THE EXERCISE - Reproduce word for word the part of the entries below that opens with the line containing "Put a marker on every instance of the white background, one" and closes with the line containing "[(99, 255), (251, 202), (123, 250)]", keeping both of those lines.

— BEGIN —

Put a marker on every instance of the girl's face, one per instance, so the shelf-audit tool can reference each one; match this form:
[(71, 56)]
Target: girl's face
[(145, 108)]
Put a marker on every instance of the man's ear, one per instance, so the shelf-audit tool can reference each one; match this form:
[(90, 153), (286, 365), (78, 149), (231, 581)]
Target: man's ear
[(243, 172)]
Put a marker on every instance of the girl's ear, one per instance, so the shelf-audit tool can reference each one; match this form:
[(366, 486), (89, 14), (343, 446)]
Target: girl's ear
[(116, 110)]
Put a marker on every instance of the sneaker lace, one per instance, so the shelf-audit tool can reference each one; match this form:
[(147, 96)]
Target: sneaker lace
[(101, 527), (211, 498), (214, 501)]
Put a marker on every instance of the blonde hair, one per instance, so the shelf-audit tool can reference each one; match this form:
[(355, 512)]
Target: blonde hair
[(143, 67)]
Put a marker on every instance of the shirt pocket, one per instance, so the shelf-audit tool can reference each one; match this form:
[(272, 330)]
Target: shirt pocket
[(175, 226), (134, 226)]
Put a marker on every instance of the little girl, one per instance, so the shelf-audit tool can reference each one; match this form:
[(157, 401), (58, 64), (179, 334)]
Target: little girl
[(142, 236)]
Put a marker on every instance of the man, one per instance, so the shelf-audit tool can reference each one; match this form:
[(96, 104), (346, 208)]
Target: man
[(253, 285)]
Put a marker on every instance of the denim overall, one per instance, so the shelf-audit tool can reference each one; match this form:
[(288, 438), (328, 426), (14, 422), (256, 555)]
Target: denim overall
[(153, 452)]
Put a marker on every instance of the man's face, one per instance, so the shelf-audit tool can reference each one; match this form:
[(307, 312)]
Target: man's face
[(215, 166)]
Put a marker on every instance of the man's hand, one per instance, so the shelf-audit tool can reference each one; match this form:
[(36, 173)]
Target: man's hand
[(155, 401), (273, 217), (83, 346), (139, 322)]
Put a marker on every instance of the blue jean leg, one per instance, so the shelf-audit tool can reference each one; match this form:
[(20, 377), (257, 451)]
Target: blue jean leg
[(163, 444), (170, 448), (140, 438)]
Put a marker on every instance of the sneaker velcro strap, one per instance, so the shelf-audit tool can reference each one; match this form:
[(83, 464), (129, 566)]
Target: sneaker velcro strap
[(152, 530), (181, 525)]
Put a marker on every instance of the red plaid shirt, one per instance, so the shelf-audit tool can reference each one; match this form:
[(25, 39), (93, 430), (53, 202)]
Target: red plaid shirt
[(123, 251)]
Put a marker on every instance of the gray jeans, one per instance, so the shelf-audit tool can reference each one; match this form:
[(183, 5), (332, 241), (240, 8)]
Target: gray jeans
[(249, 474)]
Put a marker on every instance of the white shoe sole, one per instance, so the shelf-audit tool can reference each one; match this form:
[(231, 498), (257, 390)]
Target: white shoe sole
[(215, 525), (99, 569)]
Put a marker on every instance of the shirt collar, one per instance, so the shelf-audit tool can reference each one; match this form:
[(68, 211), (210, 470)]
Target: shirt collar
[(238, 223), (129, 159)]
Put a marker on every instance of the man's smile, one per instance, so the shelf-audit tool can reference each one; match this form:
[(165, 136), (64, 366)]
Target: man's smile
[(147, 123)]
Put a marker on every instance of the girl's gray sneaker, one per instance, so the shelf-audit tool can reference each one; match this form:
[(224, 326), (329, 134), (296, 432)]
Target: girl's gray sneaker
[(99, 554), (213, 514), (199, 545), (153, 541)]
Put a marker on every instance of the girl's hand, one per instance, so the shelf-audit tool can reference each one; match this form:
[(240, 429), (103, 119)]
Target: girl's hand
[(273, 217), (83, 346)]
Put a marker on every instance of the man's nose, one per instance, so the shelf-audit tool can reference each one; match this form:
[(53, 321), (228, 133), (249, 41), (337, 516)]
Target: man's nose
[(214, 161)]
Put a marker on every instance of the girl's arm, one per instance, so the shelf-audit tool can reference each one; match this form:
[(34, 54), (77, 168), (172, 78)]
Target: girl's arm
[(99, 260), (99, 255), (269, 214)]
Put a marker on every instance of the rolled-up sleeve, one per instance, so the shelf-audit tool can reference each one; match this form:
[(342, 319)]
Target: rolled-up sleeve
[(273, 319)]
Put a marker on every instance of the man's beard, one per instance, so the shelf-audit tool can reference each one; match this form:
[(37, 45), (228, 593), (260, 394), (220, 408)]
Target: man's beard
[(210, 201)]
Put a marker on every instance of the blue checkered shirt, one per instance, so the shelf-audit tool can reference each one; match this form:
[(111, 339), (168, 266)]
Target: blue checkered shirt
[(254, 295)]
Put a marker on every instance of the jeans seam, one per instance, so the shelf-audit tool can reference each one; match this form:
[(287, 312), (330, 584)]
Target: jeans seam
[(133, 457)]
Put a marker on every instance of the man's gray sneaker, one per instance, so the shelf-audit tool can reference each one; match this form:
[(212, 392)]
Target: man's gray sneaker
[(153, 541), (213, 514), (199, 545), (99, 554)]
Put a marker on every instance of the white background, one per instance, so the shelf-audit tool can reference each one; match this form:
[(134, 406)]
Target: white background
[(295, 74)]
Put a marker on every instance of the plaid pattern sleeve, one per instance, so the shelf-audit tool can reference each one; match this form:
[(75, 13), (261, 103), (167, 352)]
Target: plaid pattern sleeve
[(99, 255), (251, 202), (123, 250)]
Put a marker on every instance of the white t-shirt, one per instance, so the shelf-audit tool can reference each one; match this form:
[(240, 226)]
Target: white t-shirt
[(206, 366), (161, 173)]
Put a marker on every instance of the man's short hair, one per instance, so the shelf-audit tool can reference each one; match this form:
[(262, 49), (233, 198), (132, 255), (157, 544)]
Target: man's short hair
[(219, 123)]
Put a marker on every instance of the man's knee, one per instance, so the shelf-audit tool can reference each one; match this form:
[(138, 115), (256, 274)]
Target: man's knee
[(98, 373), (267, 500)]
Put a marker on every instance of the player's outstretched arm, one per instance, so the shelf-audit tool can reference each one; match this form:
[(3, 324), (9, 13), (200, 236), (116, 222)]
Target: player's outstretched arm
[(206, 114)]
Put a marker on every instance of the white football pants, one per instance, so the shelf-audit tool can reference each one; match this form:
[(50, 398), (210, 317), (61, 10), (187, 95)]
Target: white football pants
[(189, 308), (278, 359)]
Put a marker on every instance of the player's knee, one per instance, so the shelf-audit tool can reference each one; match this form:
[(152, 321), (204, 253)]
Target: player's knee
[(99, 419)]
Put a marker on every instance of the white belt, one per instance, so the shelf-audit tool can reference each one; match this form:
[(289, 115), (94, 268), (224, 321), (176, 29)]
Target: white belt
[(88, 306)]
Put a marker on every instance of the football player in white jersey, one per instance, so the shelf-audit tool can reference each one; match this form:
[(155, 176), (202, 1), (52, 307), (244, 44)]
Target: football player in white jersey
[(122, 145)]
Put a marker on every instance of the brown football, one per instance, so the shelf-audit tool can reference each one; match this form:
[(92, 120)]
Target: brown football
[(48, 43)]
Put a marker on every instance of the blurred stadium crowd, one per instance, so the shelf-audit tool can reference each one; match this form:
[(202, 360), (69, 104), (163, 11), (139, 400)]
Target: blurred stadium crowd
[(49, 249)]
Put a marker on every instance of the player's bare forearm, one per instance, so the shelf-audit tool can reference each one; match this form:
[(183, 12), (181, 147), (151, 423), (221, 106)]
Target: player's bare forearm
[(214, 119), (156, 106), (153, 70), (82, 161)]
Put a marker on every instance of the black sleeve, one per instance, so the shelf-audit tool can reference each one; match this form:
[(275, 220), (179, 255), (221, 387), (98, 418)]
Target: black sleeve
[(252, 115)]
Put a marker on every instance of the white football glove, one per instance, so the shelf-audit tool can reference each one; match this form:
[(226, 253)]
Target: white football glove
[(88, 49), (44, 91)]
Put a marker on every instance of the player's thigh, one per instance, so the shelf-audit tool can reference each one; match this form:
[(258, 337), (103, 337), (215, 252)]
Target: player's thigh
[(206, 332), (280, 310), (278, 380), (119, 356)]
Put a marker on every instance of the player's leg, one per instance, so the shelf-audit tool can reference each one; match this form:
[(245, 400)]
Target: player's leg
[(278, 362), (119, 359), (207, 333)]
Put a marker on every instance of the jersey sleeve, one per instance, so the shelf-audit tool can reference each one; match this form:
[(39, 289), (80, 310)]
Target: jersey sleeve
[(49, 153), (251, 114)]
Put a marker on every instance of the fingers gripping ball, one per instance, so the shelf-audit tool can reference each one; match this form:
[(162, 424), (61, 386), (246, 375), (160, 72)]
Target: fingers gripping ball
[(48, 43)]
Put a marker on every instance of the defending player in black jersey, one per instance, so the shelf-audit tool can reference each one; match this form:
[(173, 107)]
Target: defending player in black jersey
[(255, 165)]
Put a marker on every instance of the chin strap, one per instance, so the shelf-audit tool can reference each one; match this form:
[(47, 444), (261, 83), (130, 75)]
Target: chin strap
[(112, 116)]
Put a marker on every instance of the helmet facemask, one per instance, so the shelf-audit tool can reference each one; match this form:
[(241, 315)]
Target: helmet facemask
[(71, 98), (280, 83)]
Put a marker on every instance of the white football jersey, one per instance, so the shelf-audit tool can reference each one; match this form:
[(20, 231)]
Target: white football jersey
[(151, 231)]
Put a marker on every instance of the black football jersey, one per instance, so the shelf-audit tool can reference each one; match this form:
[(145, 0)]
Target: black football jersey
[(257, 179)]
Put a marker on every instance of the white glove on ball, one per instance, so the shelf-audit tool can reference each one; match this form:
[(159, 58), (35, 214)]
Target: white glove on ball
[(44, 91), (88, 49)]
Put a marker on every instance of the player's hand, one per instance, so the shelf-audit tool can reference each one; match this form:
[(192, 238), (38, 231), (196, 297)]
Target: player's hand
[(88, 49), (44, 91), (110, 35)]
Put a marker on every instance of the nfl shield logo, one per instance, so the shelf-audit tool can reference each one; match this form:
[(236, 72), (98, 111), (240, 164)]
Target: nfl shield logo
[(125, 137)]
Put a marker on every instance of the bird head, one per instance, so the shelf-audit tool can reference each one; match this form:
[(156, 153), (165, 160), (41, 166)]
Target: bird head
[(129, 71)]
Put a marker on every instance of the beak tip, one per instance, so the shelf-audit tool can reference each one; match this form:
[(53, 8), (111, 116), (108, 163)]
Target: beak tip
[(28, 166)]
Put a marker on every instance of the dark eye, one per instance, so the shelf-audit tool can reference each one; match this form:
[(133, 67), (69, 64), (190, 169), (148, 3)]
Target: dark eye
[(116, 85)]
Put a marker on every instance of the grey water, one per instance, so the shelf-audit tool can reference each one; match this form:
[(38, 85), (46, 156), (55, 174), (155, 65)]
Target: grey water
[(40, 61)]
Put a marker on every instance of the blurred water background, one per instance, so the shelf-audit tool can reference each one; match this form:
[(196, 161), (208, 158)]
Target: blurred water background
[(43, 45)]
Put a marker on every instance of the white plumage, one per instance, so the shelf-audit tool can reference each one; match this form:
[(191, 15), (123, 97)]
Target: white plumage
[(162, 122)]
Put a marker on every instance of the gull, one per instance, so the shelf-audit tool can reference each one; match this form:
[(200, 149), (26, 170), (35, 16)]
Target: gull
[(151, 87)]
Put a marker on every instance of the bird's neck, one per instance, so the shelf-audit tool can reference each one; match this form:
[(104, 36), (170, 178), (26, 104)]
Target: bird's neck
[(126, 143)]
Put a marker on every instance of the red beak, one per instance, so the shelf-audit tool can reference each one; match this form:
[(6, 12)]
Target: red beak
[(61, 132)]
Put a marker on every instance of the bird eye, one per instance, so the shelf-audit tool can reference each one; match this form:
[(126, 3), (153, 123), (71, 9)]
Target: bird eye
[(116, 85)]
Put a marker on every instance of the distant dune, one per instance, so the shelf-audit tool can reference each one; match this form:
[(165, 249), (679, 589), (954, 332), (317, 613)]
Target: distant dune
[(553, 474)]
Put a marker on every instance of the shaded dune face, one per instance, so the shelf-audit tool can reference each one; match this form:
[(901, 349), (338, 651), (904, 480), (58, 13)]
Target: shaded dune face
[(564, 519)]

— END —

FINAL RESULT -
Put a marker on every instance of the white background, one per instance, so the shelf-audit tool can reference each one; match this form:
[(134, 406)]
Target: white background
[(295, 74)]
Put a marker on every instance of the plaid pattern sleeve, one per instance, so the shelf-audit tool can reference each one; match this form:
[(75, 13), (261, 103), (167, 352)]
Target: plaid pattern sleeve
[(99, 255), (251, 202), (123, 250)]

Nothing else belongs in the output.